**SUPPLIED TEXT:**

Meanwhile, there are plenty of methods to achieve multiply-and-accumulate operations parallelism, one of the most renowned techniques is the systolic array [2] and is utilized by the proposed TSP. It is not a new concept. Systolic architectures were first proposed back in the late 1970s [2] and have become widely popularized since powering the hardware DeepMind [4] used for the AlphaGo system to defeat Lee Sedol, the world champion of the board game Go in 2015.

Technical Correctness & Reproducibility

In this part, the experimental parts will be analyzed in detail. As I have mentioned above, the paper implements ResNet50 only. It can be seen in SECTION.IV, the authors define an objective first, which aims at maximizing functional slice utilization and minimizing latency. That is to say, the TSP is supposed to take advantage of streaming operands into the vector and matrix execution modules as much as possible. Then, a detailed resource bottlenecks analysis is given to construct a feasible optimization model. It is worth mentioning that the paper provides readers with quantization and the results of model accuracy in SECTION.D.

The results in this paper are encouraging at first glance and the authors claim a fairly staggering performance increase. However, the primary test case is just ResNet50 which cannot convince readers and users. As far as I’m concerned, the work should demonstrate and compare more applications with deep learning models. Only in this way can we truly accept the model proposed by the paper technically.

From the discussion part in SECTION.V, I find that their initial implementation of ResNet50 was a proof-point and reference model for compiler validation, performing an inference query of the ResNet50 model in < 43μs, yielding a throughput of 20.4K images per second with each image sample being a separate query. In another word, the batch size in this case is 1. Though the work does specifically call this a “Streaming Processor” in the whole story, I’m not sure that using anything besides a batch size of 1 for inference is entirely fair, but perhaps I’m misunderstanding what they mean by streaming.

**EXCERPTED DATA:**
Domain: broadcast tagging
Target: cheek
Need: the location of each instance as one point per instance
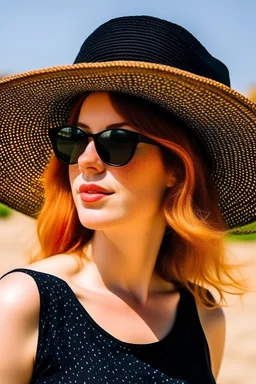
(143, 173)
(73, 172)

**GOALS:**
1 - In the review of the TSP paper, what throughput did the initial ResNet50 implementation reach?
2 - Write the next part of the review of the TSP paper, picking up after its final sentence.
You won't need the material here.

**EXPECTED RESPONSES:**
1 - 20.4K images per second, with each image sample as a separate query.

2 -
Furtherly, it is challenging to directly compare a GPU vs an ASIC style chip like this though. I would like to see more detailed performance comparisons vs something like Google’s TPU [5] since GPUs are throughput optimized.

Conclusions

In fact, Groq’s TSP architecture is driven by the widely-applied artificial intelligence, which can achieve computational flexibility and large-scale parallelism without the synchronization overhead of traditional GPU and CPU architecture. This provides an innovative example for the industry undoubtedly. Besides, the proposed TSP can support both traditional machine learning models and new machine learning models. It is also currently running on customer sites for x86 and non-x86 systems. At the same time, because the TSP is designed for applications in related fields such as computer vision and artificial intelligence, it frees up more silicon space dedicated to dynamic instruction execution. Last but not least, in terms of latency and inference performance, the proposed TSP is much faster than any other architecture on most tasks.

Academically, this paper is not satisfactory to some extent due to its unusual paper organization and experimental lack though, it is still an excellent work with significant progress in the industry of AI-based architecture. Therefore, I think, the shortcomings in the paper are trivial.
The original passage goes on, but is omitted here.